*INPUT ROWS*:
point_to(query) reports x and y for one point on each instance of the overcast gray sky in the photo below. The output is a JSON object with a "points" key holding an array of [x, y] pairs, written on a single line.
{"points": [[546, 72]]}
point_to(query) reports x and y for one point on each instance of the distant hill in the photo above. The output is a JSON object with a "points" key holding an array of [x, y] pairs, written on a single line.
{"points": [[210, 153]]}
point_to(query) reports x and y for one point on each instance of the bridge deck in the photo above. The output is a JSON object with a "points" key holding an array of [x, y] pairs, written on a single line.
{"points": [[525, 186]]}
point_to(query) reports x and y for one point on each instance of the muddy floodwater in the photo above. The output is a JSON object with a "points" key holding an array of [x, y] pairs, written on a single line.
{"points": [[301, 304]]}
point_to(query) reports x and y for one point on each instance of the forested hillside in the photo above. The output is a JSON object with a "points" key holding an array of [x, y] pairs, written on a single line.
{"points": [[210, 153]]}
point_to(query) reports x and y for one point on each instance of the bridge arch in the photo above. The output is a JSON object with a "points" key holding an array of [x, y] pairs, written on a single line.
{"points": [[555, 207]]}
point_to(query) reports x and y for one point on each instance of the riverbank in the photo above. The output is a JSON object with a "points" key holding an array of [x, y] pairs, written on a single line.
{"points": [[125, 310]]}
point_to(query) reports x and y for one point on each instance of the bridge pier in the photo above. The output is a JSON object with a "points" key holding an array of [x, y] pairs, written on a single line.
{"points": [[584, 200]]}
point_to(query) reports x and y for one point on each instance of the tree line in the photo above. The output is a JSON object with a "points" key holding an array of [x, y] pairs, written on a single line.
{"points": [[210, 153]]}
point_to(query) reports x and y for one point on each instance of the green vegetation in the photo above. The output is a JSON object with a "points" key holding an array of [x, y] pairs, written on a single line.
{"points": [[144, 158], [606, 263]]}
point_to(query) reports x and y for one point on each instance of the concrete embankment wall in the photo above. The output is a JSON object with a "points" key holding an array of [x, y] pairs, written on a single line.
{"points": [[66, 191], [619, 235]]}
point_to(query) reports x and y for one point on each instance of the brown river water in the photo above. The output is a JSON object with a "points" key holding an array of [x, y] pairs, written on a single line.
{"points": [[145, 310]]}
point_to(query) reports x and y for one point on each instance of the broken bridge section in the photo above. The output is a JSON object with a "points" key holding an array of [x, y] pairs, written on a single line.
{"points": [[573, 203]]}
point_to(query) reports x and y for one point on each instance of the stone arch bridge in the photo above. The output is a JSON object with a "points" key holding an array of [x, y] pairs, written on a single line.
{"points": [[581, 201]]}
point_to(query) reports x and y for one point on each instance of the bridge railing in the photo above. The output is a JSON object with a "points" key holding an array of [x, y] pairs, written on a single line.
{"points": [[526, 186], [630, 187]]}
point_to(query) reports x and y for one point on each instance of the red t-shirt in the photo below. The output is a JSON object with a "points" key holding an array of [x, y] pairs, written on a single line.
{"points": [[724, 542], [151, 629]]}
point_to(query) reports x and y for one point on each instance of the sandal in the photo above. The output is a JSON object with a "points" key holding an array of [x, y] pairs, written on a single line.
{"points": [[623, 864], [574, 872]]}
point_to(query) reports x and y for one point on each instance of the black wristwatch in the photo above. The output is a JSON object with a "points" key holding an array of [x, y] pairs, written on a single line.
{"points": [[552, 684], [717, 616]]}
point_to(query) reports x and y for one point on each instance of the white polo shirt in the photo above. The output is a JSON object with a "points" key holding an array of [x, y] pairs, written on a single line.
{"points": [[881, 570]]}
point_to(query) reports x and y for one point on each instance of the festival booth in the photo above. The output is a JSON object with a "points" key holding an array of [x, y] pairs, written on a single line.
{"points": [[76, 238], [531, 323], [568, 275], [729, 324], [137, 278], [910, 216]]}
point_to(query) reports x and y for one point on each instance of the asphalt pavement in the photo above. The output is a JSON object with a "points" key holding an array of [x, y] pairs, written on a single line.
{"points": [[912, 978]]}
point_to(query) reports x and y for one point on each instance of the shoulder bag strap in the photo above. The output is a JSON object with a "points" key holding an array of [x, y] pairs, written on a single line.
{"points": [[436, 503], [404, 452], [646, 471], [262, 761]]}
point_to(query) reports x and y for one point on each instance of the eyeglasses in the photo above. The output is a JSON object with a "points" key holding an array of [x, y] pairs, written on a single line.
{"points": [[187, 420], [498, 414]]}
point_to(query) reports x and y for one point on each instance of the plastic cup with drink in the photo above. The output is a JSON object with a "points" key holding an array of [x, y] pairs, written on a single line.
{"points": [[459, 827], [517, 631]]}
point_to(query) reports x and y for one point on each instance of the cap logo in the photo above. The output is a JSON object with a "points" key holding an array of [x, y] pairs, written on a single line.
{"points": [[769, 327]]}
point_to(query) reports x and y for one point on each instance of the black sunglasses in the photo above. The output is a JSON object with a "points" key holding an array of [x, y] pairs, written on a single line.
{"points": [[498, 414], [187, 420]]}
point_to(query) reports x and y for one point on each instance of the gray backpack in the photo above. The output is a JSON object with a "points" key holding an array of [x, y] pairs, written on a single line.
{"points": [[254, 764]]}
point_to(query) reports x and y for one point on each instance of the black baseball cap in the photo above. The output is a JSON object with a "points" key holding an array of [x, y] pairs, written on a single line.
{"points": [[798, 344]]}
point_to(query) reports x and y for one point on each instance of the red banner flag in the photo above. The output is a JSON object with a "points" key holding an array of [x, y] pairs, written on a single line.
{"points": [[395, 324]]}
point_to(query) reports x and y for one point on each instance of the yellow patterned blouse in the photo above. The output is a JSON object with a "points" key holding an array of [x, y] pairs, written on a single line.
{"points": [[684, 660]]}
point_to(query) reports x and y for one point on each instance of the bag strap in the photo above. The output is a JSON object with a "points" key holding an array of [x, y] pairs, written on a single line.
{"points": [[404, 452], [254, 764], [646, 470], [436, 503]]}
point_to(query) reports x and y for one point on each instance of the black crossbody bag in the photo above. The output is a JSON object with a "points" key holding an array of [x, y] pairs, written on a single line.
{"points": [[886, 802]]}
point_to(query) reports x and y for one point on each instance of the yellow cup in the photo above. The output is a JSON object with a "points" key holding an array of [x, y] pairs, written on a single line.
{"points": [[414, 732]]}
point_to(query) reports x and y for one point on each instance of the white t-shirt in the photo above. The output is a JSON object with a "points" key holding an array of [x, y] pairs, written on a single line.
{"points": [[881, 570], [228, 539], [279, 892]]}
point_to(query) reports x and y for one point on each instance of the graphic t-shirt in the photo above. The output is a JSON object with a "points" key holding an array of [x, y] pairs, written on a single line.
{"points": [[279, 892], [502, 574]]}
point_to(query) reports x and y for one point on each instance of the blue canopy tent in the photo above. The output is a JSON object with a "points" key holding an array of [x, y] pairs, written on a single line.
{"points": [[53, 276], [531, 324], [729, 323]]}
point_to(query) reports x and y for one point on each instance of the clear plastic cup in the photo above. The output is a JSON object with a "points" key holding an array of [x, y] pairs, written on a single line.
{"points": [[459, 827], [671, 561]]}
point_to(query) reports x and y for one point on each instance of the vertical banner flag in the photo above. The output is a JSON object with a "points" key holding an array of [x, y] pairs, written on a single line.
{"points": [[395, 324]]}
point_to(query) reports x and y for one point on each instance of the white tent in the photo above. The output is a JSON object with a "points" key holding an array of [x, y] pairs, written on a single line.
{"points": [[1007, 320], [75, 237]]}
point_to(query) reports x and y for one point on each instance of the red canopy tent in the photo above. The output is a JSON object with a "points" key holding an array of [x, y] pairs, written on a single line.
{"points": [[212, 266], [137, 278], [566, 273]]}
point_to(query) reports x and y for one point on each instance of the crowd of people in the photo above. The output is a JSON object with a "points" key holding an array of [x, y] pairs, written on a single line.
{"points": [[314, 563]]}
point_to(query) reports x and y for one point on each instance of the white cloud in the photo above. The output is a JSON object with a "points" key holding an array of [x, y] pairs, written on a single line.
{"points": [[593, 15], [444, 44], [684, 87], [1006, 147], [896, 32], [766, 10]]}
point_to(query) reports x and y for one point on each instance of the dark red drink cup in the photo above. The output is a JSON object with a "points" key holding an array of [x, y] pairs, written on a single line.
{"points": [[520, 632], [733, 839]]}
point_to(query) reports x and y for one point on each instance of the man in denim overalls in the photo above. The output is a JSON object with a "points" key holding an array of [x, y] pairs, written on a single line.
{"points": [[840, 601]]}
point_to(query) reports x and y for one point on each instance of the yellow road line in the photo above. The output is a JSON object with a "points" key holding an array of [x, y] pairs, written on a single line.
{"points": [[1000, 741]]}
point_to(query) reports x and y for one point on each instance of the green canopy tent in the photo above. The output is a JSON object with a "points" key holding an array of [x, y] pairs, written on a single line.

*TASK STATEMENT*: Give exactly the lines from the one with "of the dark" to the end of the entries, nothing before them.

*RESPONSE TO THIS TASK*:
point_to(query) reports x and y for one point on each instance of the dark red drink cup in the photo above. The output is a JSON object with a "points" key holding an array of [x, y] pairs, written on a single line.
{"points": [[520, 632], [733, 839]]}
point_to(query) reports x and y for one point on each instance of the man in denim overalls in the photo above. The output is a JSON object with a "points" key holding an array of [x, y] pairs, written on a single line.
{"points": [[840, 601]]}
point_to(query) reports x and y for one point on each instance of the yellow road line in the photo above. The output is a JSON object with a "points" key holding an array of [x, y] pairs, written on a single line.
{"points": [[1000, 741]]}
point_to(query) reports x and y for one point on each instance of the green canopy tent in the photo above. The output is a JSON object with a "points" key holding an array of [x, y] pairs, written on a single line.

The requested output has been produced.